(Stored data entries)
•••

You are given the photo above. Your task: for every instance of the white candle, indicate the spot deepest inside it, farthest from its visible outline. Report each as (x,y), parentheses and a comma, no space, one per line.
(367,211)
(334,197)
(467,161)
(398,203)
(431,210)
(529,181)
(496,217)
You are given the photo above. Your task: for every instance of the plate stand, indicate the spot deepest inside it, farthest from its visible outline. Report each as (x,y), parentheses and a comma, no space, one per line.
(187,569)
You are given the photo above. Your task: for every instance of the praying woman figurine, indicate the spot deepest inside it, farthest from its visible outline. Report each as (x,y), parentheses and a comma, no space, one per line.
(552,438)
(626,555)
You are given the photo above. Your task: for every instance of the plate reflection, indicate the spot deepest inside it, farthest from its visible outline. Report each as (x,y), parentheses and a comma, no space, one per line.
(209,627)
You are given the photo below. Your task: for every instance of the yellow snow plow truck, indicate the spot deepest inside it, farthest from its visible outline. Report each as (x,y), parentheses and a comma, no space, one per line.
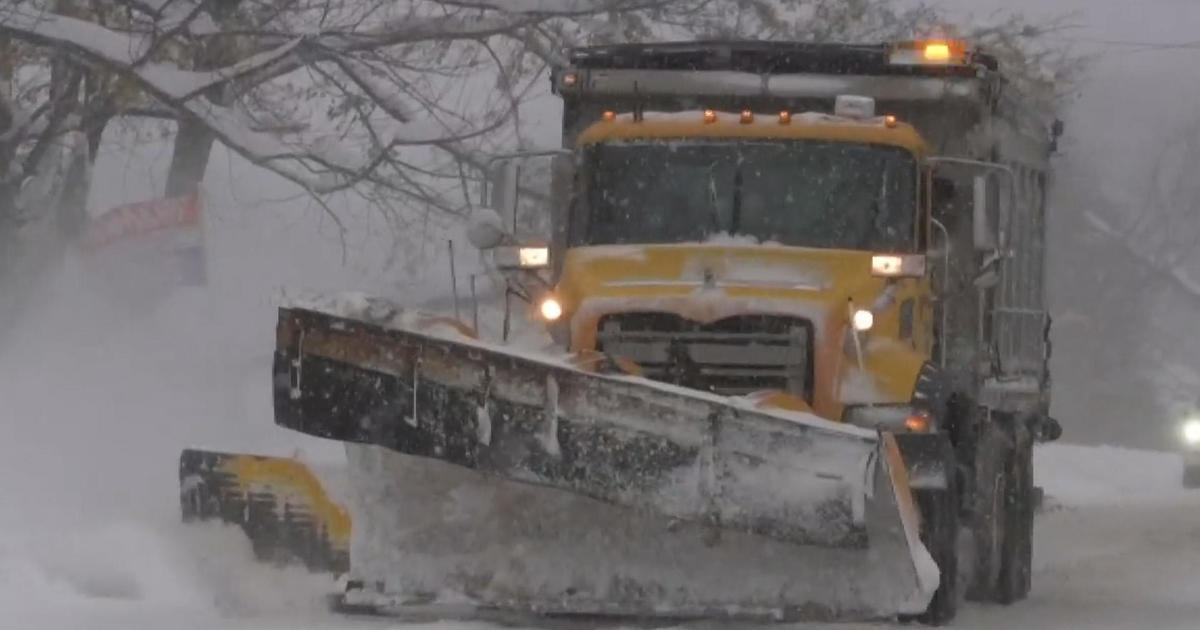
(796,293)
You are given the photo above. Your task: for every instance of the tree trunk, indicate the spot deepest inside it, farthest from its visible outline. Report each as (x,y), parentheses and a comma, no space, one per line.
(193,142)
(190,157)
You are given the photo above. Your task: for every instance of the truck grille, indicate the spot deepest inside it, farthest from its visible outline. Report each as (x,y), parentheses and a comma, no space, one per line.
(731,357)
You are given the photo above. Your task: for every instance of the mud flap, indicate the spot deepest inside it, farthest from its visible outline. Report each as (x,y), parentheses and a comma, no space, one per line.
(521,483)
(279,503)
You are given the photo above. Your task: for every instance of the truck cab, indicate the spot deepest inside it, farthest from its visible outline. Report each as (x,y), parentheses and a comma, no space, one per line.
(856,231)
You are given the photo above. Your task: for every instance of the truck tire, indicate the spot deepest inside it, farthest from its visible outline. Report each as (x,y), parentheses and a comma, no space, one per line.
(1018,556)
(989,511)
(939,532)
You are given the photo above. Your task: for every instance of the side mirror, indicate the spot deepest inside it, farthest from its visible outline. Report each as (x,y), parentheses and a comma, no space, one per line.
(943,191)
(486,229)
(504,187)
(982,216)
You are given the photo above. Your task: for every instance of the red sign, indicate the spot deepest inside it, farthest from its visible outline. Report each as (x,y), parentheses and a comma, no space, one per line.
(142,219)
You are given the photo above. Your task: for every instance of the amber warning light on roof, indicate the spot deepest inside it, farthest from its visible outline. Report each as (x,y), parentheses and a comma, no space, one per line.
(929,53)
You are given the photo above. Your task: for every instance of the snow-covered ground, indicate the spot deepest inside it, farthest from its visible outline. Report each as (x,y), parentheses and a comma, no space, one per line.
(96,407)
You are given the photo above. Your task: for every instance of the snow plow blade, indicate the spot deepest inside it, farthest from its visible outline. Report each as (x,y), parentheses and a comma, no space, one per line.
(498,481)
(277,502)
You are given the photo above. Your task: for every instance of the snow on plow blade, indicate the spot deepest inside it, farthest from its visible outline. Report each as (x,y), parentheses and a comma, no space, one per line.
(277,502)
(538,486)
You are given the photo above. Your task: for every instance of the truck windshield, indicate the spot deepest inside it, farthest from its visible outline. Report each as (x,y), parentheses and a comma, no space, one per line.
(809,193)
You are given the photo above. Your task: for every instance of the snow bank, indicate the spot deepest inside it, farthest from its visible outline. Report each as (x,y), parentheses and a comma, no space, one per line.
(1075,475)
(100,396)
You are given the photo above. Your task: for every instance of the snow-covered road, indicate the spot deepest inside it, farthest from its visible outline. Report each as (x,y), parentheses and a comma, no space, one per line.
(1119,547)
(90,535)
(96,409)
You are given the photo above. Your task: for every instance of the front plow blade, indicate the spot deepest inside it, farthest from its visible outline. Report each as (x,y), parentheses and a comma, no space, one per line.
(504,481)
(279,503)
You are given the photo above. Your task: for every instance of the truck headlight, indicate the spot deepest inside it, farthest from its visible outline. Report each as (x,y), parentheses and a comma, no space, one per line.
(863,319)
(1192,432)
(551,310)
(522,257)
(891,417)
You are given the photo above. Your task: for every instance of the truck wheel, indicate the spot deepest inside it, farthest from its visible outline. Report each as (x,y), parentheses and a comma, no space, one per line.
(939,532)
(989,514)
(1018,561)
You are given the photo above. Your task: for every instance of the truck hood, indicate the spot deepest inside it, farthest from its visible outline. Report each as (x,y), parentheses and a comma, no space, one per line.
(707,282)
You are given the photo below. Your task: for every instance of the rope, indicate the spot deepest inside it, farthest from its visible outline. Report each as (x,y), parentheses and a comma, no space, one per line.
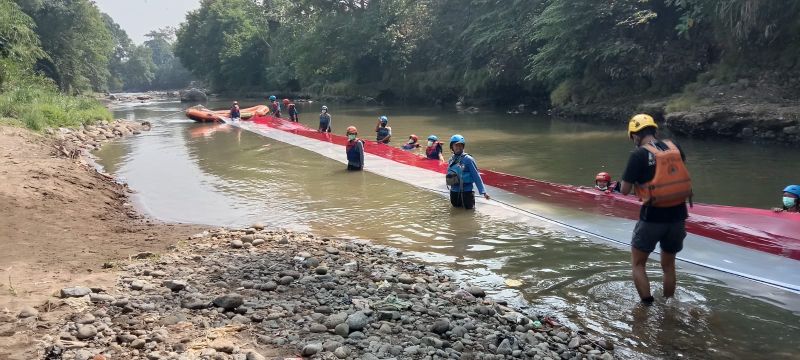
(606,238)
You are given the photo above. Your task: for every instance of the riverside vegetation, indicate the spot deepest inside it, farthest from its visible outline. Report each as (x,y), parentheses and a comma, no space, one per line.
(733,63)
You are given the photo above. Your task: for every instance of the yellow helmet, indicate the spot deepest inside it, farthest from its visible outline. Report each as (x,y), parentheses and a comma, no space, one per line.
(639,122)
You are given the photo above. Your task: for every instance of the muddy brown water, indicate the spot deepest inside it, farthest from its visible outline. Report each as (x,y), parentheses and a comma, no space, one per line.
(202,173)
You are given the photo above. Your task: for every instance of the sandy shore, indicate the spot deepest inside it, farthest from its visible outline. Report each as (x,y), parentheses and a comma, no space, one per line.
(83,276)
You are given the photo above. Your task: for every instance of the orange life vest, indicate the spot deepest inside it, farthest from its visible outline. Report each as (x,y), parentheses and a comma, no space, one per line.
(671,185)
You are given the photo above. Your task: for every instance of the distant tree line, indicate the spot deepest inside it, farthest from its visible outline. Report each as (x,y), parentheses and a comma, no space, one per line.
(564,51)
(84,50)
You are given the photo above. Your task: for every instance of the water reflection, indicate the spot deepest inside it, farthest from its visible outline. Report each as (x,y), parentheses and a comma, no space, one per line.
(214,174)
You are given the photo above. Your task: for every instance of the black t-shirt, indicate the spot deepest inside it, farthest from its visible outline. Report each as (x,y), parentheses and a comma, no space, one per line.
(641,168)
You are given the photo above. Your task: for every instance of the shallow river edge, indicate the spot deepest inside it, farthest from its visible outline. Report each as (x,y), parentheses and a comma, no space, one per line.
(256,293)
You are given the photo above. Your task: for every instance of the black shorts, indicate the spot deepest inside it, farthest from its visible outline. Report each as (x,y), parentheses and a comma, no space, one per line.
(462,199)
(669,235)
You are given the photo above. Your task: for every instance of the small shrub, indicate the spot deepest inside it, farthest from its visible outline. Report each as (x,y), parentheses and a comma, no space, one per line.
(562,94)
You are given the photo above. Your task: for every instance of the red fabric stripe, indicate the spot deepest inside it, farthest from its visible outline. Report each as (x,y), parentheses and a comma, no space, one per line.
(758,229)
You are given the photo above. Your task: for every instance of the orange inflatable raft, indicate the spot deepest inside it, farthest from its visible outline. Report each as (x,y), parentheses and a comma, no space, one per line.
(201,114)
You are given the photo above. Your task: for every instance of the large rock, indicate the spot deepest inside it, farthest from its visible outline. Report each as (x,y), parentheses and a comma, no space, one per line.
(312,349)
(86,332)
(193,95)
(335,319)
(175,285)
(77,291)
(357,321)
(223,345)
(230,301)
(27,312)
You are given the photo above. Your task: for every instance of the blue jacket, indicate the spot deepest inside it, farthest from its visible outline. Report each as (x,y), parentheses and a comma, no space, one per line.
(355,153)
(470,174)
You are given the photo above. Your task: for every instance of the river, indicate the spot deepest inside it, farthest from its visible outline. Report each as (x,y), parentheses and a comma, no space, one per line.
(209,174)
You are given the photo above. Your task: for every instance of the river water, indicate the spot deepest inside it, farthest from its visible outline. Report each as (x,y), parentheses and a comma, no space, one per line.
(210,174)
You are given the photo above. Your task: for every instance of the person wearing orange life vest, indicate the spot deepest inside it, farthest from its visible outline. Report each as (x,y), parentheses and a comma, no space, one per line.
(657,174)
(791,199)
(602,182)
(354,149)
(434,149)
(274,106)
(412,143)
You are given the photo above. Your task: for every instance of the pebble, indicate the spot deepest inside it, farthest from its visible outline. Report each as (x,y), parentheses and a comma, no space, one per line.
(342,330)
(175,285)
(318,328)
(98,298)
(77,291)
(137,344)
(476,291)
(342,352)
(504,348)
(332,250)
(311,349)
(357,321)
(405,279)
(86,332)
(86,319)
(137,285)
(252,355)
(27,312)
(440,326)
(230,301)
(223,345)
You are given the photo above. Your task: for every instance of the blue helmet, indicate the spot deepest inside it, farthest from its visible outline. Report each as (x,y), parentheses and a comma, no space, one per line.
(793,189)
(457,139)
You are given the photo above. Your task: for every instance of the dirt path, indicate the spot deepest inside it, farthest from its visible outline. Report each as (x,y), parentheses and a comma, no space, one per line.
(60,223)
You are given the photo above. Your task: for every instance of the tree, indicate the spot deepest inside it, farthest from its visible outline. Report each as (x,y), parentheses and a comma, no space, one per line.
(19,44)
(169,73)
(223,43)
(74,34)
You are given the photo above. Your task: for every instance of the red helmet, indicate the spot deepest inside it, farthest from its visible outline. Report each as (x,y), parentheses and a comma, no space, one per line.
(603,176)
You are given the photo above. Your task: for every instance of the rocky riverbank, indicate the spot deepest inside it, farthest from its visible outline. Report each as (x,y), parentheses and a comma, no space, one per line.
(89,278)
(254,293)
(63,222)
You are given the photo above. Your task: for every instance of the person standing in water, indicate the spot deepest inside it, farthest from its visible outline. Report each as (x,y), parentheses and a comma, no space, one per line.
(791,199)
(434,149)
(236,114)
(324,120)
(383,132)
(412,143)
(658,175)
(354,150)
(294,115)
(462,173)
(602,182)
(274,106)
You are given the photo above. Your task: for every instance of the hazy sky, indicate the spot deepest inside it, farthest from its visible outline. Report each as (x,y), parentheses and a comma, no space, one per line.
(138,17)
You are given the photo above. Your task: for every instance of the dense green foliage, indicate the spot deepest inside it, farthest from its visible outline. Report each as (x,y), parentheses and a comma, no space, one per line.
(77,40)
(575,51)
(29,99)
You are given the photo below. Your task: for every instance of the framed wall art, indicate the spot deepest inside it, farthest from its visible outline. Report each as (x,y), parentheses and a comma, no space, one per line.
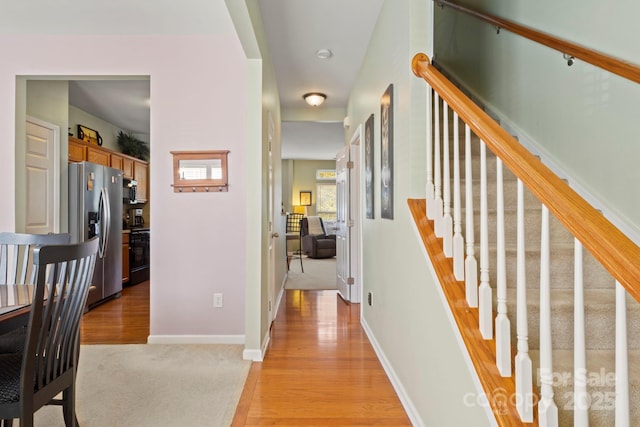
(305,198)
(386,159)
(368,167)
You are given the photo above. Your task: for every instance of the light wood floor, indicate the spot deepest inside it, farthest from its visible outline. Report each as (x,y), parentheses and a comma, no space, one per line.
(123,320)
(320,368)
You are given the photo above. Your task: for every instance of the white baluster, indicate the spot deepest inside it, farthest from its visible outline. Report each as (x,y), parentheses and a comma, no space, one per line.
(524,374)
(458,240)
(547,409)
(430,190)
(503,325)
(581,398)
(622,362)
(447,221)
(470,263)
(485,296)
(437,179)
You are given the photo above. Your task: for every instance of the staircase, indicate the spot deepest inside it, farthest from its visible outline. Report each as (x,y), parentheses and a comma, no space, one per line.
(599,299)
(598,284)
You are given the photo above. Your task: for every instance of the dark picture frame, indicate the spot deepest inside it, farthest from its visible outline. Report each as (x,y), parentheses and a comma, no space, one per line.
(368,167)
(386,151)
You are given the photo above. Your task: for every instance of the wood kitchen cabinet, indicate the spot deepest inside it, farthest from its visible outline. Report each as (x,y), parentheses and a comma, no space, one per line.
(116,161)
(131,167)
(127,167)
(77,150)
(99,156)
(125,257)
(141,174)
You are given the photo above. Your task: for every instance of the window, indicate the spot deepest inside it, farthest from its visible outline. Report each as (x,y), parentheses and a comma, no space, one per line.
(326,200)
(200,170)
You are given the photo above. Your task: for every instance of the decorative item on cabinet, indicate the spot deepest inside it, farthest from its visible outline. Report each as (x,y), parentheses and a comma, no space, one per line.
(89,135)
(99,156)
(133,146)
(77,150)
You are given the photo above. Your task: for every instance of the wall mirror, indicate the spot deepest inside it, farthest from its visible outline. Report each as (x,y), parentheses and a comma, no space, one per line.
(195,171)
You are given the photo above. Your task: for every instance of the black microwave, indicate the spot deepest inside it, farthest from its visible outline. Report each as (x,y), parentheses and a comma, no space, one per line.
(129,191)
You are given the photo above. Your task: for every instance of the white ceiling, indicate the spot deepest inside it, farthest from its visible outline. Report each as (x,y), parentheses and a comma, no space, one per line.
(295,31)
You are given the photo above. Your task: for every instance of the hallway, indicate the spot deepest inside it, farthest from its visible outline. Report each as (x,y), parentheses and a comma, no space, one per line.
(320,369)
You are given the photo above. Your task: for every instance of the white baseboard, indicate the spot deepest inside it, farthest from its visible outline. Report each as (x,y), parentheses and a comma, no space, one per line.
(195,339)
(252,354)
(407,404)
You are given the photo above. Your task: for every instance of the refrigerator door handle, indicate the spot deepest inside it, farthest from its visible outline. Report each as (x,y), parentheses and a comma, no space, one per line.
(106,221)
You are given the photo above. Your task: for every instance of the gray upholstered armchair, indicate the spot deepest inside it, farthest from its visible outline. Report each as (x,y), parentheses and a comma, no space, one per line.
(316,243)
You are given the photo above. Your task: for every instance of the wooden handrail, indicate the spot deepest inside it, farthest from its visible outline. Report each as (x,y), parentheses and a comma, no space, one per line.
(614,65)
(612,248)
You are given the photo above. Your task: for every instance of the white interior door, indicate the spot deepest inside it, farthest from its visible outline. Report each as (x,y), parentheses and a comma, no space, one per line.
(42,185)
(272,230)
(355,222)
(343,256)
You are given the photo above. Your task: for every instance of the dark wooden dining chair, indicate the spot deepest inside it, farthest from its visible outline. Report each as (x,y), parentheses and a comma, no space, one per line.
(16,268)
(48,365)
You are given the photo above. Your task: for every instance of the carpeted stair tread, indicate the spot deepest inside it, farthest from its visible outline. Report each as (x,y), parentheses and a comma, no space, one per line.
(599,307)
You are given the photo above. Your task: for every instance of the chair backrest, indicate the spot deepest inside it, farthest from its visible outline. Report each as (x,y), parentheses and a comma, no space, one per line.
(16,255)
(62,286)
(293,222)
(312,225)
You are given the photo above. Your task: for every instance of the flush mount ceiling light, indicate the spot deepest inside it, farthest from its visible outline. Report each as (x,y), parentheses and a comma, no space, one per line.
(314,98)
(324,54)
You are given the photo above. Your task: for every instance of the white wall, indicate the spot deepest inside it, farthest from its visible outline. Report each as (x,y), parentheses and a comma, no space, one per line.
(582,118)
(199,102)
(407,321)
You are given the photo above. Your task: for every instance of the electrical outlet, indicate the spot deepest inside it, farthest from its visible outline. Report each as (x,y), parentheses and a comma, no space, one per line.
(217,300)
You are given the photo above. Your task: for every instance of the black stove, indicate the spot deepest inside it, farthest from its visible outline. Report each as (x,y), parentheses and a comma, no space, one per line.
(139,254)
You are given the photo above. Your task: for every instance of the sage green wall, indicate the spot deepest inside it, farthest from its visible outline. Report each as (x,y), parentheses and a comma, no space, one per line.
(408,321)
(581,118)
(304,179)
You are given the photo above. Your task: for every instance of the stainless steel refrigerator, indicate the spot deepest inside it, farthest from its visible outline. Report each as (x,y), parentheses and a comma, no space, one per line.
(95,209)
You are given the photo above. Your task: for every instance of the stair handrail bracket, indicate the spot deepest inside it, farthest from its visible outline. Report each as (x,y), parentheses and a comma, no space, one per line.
(614,65)
(612,248)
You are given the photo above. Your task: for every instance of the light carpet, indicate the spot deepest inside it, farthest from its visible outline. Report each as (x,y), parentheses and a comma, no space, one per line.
(319,274)
(155,385)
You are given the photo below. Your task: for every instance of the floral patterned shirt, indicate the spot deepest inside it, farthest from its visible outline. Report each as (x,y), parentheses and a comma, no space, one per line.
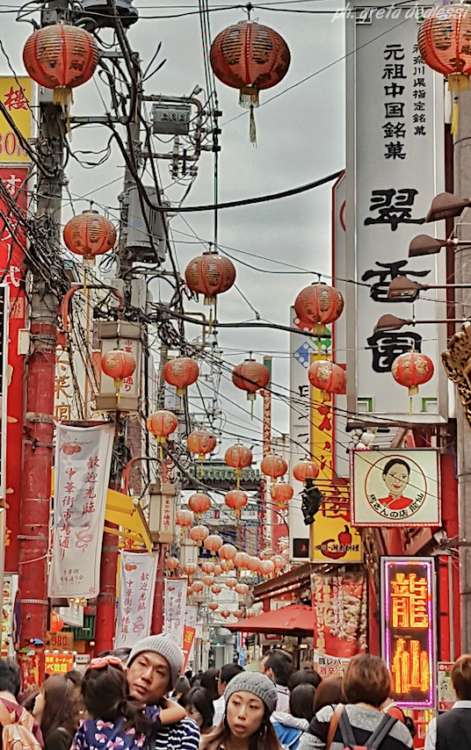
(95,734)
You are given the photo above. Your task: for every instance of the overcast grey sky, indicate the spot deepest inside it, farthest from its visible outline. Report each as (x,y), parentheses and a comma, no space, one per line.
(300,138)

•••

Goal of the exercise
Begin with the line that contains "light carpet, indicate" and copy every line through the end of the listing, exactly as written, both ends included. Pictures are not part of the copy.

Exercise solution
You are given the photo above. Your task: for every instance of the light carpet, indicate the spot deepest inside it, farthest from its visible outline. Report each as (x,y), parentheses and a comma, no space, one per line.
(319,274)
(155,385)
You are given the photo below. Your task: for every instance of the floral patterned shirt, indicate the spot deepest inside it, farthest from its visible outline. Report each as (x,y), parentheses and a comma, no space, one per line.
(95,734)
You are given the photo above. Your task: for every instance of the overcast grey sky, indicate the spot deepest inside it, farthest from its visible outline. Report each as (x,y), parentheses and a comma, no space, one per line.
(300,138)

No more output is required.